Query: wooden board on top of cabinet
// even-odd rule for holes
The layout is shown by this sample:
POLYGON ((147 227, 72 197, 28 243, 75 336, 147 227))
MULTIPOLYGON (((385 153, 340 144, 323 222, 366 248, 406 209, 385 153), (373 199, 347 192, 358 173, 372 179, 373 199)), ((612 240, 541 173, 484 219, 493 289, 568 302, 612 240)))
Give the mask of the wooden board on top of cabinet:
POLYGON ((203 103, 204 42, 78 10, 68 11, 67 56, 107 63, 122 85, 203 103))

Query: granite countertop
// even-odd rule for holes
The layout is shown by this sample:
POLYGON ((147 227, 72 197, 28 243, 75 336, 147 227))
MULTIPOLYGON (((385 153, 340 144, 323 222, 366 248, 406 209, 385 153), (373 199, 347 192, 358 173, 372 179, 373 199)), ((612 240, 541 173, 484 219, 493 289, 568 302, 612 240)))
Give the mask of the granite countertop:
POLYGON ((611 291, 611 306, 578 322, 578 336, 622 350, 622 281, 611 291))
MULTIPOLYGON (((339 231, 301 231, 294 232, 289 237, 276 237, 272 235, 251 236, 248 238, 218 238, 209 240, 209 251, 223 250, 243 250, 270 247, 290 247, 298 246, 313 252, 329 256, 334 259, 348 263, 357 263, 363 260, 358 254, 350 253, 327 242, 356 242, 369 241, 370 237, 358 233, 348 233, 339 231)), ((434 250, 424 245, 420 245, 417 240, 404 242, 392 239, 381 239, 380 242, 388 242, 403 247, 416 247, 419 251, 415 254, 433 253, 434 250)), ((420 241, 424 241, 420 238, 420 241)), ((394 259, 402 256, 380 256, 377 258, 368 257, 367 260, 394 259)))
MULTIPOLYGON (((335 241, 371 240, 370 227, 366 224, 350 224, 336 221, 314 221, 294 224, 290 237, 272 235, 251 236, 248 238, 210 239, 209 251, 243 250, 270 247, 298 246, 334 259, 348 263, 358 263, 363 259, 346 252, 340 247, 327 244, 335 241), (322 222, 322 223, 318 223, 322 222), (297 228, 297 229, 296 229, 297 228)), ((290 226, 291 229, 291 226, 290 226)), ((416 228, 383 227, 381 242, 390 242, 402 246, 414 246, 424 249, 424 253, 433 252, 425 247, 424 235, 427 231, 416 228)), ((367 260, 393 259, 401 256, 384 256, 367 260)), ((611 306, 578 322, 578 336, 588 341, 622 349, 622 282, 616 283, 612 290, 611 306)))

========================================

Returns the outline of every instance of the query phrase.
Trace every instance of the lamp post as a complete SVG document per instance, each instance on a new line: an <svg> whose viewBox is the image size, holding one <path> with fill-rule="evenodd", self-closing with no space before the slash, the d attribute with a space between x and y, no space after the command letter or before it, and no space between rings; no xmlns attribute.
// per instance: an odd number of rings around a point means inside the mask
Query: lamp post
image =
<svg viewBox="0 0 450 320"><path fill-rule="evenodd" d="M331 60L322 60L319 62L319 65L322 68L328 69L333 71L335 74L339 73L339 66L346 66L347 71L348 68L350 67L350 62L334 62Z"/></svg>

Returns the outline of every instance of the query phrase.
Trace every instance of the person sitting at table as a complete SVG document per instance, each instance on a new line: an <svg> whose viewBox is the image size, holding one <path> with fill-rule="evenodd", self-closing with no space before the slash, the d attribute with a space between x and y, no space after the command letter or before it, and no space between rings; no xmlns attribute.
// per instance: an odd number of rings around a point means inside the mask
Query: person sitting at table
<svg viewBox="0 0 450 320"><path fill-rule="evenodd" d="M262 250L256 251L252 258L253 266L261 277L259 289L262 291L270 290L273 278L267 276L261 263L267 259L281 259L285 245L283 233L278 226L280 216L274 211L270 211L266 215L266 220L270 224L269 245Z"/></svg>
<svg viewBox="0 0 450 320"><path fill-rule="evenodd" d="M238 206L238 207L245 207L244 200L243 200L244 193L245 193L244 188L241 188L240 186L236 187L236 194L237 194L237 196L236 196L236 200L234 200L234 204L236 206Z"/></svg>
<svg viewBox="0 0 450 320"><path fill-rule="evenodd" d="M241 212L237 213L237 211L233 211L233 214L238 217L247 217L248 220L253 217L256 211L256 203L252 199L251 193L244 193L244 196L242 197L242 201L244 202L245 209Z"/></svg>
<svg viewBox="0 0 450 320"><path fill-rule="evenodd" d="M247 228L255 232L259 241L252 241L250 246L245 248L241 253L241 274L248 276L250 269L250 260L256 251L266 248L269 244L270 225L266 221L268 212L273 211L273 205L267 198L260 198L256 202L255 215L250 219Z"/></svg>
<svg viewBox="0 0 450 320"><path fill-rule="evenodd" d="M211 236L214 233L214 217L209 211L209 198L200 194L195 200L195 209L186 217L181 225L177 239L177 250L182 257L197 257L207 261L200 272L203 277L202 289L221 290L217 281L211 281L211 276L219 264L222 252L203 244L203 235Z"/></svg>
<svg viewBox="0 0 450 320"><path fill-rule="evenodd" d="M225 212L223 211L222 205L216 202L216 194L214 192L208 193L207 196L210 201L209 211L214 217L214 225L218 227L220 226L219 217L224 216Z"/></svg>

========================================

* [Problem to solve] Using the records above, find and show each line with the string "post".

* [The completed task]
Trace every instance of the lamp post as a complete SVG document per instance, each instance on a new line: an <svg> whose viewBox is the image size, holding one <path> with fill-rule="evenodd", self-closing with no space before the slash, the d attribute with a space between x and y, no space after the command letter or before it, and no space between rings; no xmlns attribute.
Query: lamp post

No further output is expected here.